Die wahre Romanze des Films spielt sich aber nicht zwischen Jamal und seiner verlorenen Freundin Latika ab, die er aus den Fesseln der Armut und der Gewalt befreien will. Sie liegt im Glauben des Films, dass die Einzigartigkeit des Individuums belohnt werden kann, nämlich durch die Repräsentation der kapitalistischen (Un-)Ordnung, der Massengesellschaft und der sozialen Mobilität: die moderne Quizshow. Das Wunder besteht nicht darin, dass Jamal weiß, was er weiß, sondern darin, dass die Macher der Show eine Reihe von Fragen zusammengestellt haben, die zufällig und doch vollkommen auf die Einzigartigkeit seines Lebens passen. Erst die Unterhaltungsindustrie verschafft der Einzigartigkeit Jamals die geforderte Anerkennung. Genau hierin liegt die Fantasie, die der Film uns zu verkaufen versucht: In einer Ökonomie, die aus strukturellen Gründen tagtäglich die Einzigartigkeit verrät, lässt sich mit Einzigartigkeit Geld machen.

Das transgressive Begehren der Demokratie

Jamals Geschichte ist aber nicht nur eine Fabel der Einzigartigkeit, sondern auch ein Märchen der Demokratie, denn sie verdankt sich gänzlich dem Zufall. Von solchen zufälligen Ereigniskonstellationen, in denen neue Mächte entstehen, in denen die normale, sich als natürlich und unveränderbar präsentierende Ordnung der Dinge von Begehren und Kontingenzen infiltriert wird, hängen die Erfolge der Demokratie ab. Ohne diese Kontingenz würde »das Volk« einfach den König ersetzen, ohne dass sich etwas ändert, ohne dass es eine Revolution gibt. Nur der Bezug auf die Kontingenz vermag der Demokratie zum Sieg zu verhelfen. Der demos muss die Werteordnung zerbrechen, die unser Verständnis von Verdienst organisiert.

Konventionell betrachtet, hat Jamal die Million nicht verdient. Er wird dafür ausgelacht, dass er ein ungebildeter Slumbewohner ist. Wir aber wissen, dass sein Begehren jede religiöse oder ökonomische Ordnung überschreitet, die es zu erfüllen verspricht. Hierin liegen seine Kraft und seine Einzigartigkeit ebenso wie sein exemplarischer Charakter für die Demokratie.

━━━━━━

● **ARBEITSAUFTRAG 1**
Entnimm dem Dokument über den Film wörtlich die Passage, die mit „Das transgressive Begehren“ beginnt und bis einschließlich „von Verdienst organisiert.“ reicht.
● **ARBEITSAUFTRAG 2**
Warum kann laut dem Dokument über den Film nur der Bezug auf die Kontingenz der Demokratie zum Sieg verhelfen? Antworte in ein bis drei Sätzen.
● **ARBEITSAUFTRAG 3**
Setze das Dokument über den Film und die Demokratie im Anschluss an seinen letzten Satz fort.
Die Auflistung spielt hierfür keine Rolle.

● **BEREITGESTELLTES MATERIAL**
━━━━━━

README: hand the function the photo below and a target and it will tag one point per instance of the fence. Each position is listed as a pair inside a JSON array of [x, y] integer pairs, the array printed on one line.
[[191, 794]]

━━━━━━

● **ERGEBNIS 1**
Das transgressive Begehren der Demokratie

Jamals Geschichte ist aber nicht nur eine Fabel der Einzigartigkeit, sondern auch ein Märchen der Demokratie, denn sie verdankt sich gänzlich dem Zufall. Von solchen zufälligen Ereigniskonstellationen, in denen neue Mächte entstehen, in denen die normale, sich als natürlich und unveränderbar präsentierende Ordnung der Dinge von Begehren und Kontingenzen infiltriert wird, hängen die Erfolge der Demokratie ab. Ohne diese Kontingenz würde »das Volk« einfach den König ersetzen, ohne dass sich etwas ändert, ohne dass es eine Revolution gibt. Nur der Bezug auf die Kontingenz vermag der Demokratie zum Sieg zu verhelfen. Der demos muss die Werteordnung zerbrechen, die unser Verständnis von Verdienst organisiert.

● **ERGEBNIS 2**
Ohne Kontingenz würde »das Volk« einfach den König ersetzen, ohne dass sich etwas ändert und ohne dass es eine Revolution gibt. Die Erfolge der Demokratie hängen von zufälligen Ereigniskonstellationen ab, in denen neue Mächte entstehen und die scheinbar natürliche Ordnung der Dinge von Begehren und Kontingenzen infiltriert wird.

● **ERGEBNIS 3**
Dass er – oder jedes andere aus dem Dreck kommende Kind – zum Millionär werden kann, ist das vom globalen Kapitalismus verkaufte Rechtfertigungsnarrativ; dass er sein Mädchen zurückbekommt und ein glückliches Leben führen wird, ist die romantische Geschichte, die eben dieser ökonomischen Ordnung dient, indem sie das Begehren in konformistischere Bahnen umlenkt. Was aber, wenn wir uns den Verlockungen des Kapitalismus widersetzen? Dann sehen wir, dass Jamal und die Seinen jedes Recht haben – gerade weil sie kein Recht haben –, politische Macht zu beanspruchen, und dass hierin der Traum der Demokratie, ihr wahres Begehren nach radikaler Gleichheit liegt.

Dieses Begehren ist aber auf zwei sich widersprechende Dinge gerichtet: Das auf den Anderen in seiner Einzigartigkeit gerichtete Begehren zielt nicht auf dessen Eigenschaften, nicht darauf, was er ist, sondern wer er ist; das auf die Demokratie gerichtete Begehren insistiert, dass die Einzigartigkeit einer Person nie als Grund für deren Privilegierung oder Diskriminierung gelten kann. Für uns kann es nicht darum gehen, einen dieser Ansprüche aufzugeben; wir suchen nach den Brüchen, Lücken und Widersprüchen in der herrschenden Ordnung, die davon Zeugnis ablegen. Deshalb müssen wir die Versuche, dieses Begehren zu verschleiern, aufdecken und ihnen entgegenwirken. Nur dann können wir etwas von jenem Begehren freisetzen, das notwendig ist, um demokratische Alternativen zu eröffnen. Gerade die Unvernünftigkeit demokratischer Forderungen zeugt von dieser Verknüpfung mit dem Begehren, die durch Fragen der Rechtfertigung und der Legitimation in den Hintergrund gedrängt wird.

Einer der Glücksfälle, die sich der Freisetzung des Begehrens verdanken, wird in der Schlussszene von Slumdog Millionaire dargestellt, einer auf den ersten Blick misslungenen Bollywood-Nummer, in der Jamal, seine Liebste und zahlreiche andere auf einem Bahnsteig einen John-Travolta-artigen Tanz aufführen. Dieses übertriebene Happy End scheint seine eigene Künstlichkeit zu unterstreichen. Vielleicht weist es auch auf die Hollywood/Bollywood-Qualität der gerade erzählten Lebensgeschichte hin und rahmt damit die Romanze, die eben noch als Realismus für den einfachen Konsum des Zuschauers verpackt worden war, auf gänzlich neue Weise. Damit kommuniziert sie das postmoderne Bewusstsein von der Fiktionalität der eigenen Geschichte – vielleicht tut sie aber auch mehr, nämlich einen Blick auf ein Begehren eröffnen, das selbst keinen Sinn zu ergeben scheint.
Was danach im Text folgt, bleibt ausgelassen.